EXERCISE TASK –
Copy each of the following records line for line, reproducing every character without changes.
Begin
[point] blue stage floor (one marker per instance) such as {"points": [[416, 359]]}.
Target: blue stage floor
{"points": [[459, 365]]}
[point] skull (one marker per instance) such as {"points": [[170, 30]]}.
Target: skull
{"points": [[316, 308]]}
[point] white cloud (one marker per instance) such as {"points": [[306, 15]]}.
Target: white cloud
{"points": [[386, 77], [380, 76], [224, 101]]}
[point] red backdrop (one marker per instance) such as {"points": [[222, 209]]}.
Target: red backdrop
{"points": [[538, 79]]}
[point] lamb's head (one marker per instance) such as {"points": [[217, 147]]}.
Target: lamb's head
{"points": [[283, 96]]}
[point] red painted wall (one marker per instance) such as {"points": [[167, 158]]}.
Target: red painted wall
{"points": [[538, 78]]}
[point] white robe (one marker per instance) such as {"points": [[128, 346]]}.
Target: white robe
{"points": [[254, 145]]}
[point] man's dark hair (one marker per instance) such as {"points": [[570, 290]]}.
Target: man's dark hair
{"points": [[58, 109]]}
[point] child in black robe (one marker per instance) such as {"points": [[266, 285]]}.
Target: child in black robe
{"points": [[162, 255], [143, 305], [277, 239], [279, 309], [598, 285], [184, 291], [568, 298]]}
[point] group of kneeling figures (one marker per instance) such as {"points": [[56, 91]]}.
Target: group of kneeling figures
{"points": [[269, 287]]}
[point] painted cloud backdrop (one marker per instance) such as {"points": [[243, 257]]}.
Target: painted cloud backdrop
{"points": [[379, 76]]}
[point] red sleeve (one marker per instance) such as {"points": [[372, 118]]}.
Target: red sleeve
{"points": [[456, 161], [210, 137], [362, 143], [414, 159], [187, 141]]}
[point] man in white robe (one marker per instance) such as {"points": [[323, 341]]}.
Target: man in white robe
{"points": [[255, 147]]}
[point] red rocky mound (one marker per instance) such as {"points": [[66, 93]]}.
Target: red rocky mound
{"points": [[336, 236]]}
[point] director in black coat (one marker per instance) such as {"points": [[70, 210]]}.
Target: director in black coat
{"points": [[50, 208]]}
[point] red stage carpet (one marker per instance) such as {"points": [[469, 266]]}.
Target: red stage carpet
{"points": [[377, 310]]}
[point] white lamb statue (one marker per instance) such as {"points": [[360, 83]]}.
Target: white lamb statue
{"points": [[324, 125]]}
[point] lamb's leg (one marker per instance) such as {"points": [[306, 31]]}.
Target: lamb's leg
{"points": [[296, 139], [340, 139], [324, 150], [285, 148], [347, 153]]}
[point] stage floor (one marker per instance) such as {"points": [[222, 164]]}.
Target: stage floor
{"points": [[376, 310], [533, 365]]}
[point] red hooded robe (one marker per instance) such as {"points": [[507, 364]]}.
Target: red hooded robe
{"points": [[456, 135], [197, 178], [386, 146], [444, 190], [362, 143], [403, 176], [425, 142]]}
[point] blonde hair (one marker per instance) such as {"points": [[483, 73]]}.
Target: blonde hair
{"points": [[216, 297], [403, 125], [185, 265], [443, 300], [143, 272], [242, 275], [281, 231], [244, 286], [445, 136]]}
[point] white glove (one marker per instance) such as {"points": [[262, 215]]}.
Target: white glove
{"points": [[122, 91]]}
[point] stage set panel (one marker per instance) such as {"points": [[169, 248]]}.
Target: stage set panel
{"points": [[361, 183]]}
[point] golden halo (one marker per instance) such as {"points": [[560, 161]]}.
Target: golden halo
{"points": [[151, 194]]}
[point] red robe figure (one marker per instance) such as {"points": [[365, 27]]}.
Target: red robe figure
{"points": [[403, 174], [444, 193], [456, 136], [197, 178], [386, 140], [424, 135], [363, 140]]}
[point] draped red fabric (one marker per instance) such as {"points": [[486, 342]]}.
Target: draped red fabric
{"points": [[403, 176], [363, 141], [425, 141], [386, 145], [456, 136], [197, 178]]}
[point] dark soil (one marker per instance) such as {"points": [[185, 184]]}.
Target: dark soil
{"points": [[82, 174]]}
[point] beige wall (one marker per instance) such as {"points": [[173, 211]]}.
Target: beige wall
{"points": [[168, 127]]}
End
EXERCISE RESPONSE –
[point] blue stage floor (one marker per instance) such as {"points": [[416, 359]]}.
Target: blue stage floor
{"points": [[459, 365]]}
[point] skull (one marker per instance) such as {"points": [[170, 30]]}.
Target: skull
{"points": [[316, 308]]}
[point] white cloud (one marker per instance) such as {"points": [[306, 15]]}.
Target: white cloud
{"points": [[386, 77], [380, 76], [224, 101]]}
[point] red backdrop (one marker per instance) such as {"points": [[222, 209]]}.
Target: red backdrop
{"points": [[538, 79]]}
[point] lamb's head (one marker per instance) such as {"points": [[217, 147]]}.
Target: lamb's head
{"points": [[283, 96]]}
[point] red painted wall (one marker per instance) such as {"points": [[167, 158]]}.
Target: red painted wall
{"points": [[538, 78]]}
[point] white robe (one marker per instance) such as {"points": [[128, 346]]}.
Target: white robe
{"points": [[254, 145]]}
[point] man's dark hair (one marker per instance) such as {"points": [[570, 290]]}.
Target: man's dark hair
{"points": [[58, 109]]}
[point] child in black robe (one marker per instance) such as {"points": [[266, 285]]}.
Target: child in black robe
{"points": [[162, 255], [143, 305], [277, 239], [279, 309], [598, 285], [184, 291], [568, 298]]}
[point] group of kneeling figures (one marker per instance) such as {"points": [[56, 91]]}.
Target: group of kneeling figures
{"points": [[269, 287]]}
[point] painted cloud backdrop (one marker per instance) such as {"points": [[243, 257]]}.
Target: painted cloud backdrop
{"points": [[379, 76]]}
[point] red sleeve (one marker per instance) such as {"points": [[372, 118]]}.
Target: red sleeve
{"points": [[456, 161], [210, 137], [362, 143], [414, 159], [187, 141]]}
[point] man in white robe (one marker per instance) such as {"points": [[323, 341]]}.
Target: man in white robe
{"points": [[255, 147]]}
[point] red rocky mound (one marker per instance) such as {"points": [[66, 93]]}.
Target: red rocky mound
{"points": [[336, 236]]}
[point] director in black coat (one marker per instance) such as {"points": [[70, 210]]}.
Target: director in black coat
{"points": [[50, 208]]}
[point] red stage carpet (one marker per instance) such as {"points": [[469, 266]]}.
Target: red stage carpet
{"points": [[377, 310]]}
[point] white lamb statue (one marker per instance) such as {"points": [[360, 83]]}.
Target: white lamb statue
{"points": [[324, 125]]}
[point] lamb's leg (one marker per instance) such as {"points": [[306, 31]]}.
Target: lamb's leg
{"points": [[296, 139], [340, 139], [324, 150], [285, 148], [347, 153]]}
[point] stage floor (one marker per instance) such as {"points": [[222, 164]]}.
Target: stage floor
{"points": [[376, 310], [533, 365]]}
[point] red hooded robe (one marker per instance) such as {"points": [[507, 364]]}.
Target: red hooded robe
{"points": [[456, 135], [197, 178], [386, 146], [444, 190], [362, 143], [403, 176], [425, 142]]}
[point] blonde hair (one marker per instance) such as {"points": [[483, 73]]}.
Target: blonde hair
{"points": [[216, 297], [403, 125], [185, 265], [443, 300], [143, 272], [242, 275], [281, 231], [244, 286], [445, 136]]}
[point] white glove (one marker per instance) such as {"points": [[262, 215]]}.
Target: white glove
{"points": [[122, 91]]}
[point] stage set panel (one marker per instance) such as {"points": [[169, 248]]}.
Target: stage set panel
{"points": [[361, 183]]}
[point] golden halo (one marker per instance) such as {"points": [[560, 161]]}.
Target: golden halo
{"points": [[151, 194]]}
[point] red robe figure (one marker per instance) such as {"points": [[365, 27]]}.
Target: red robe figure
{"points": [[403, 174], [444, 193], [456, 136], [197, 178], [386, 140], [424, 135], [363, 140]]}
[point] draped red fabric (one marker per instance) such as {"points": [[486, 342]]}.
Target: draped red fabric
{"points": [[403, 176], [363, 141], [425, 141], [386, 145], [456, 136], [197, 178]]}
[point] dark soil (one marker per instance) such as {"points": [[185, 184]]}.
Target: dark soil
{"points": [[82, 174]]}
[point] beige wall (one marker per instance) such as {"points": [[173, 211]]}.
Target: beige wall
{"points": [[168, 127]]}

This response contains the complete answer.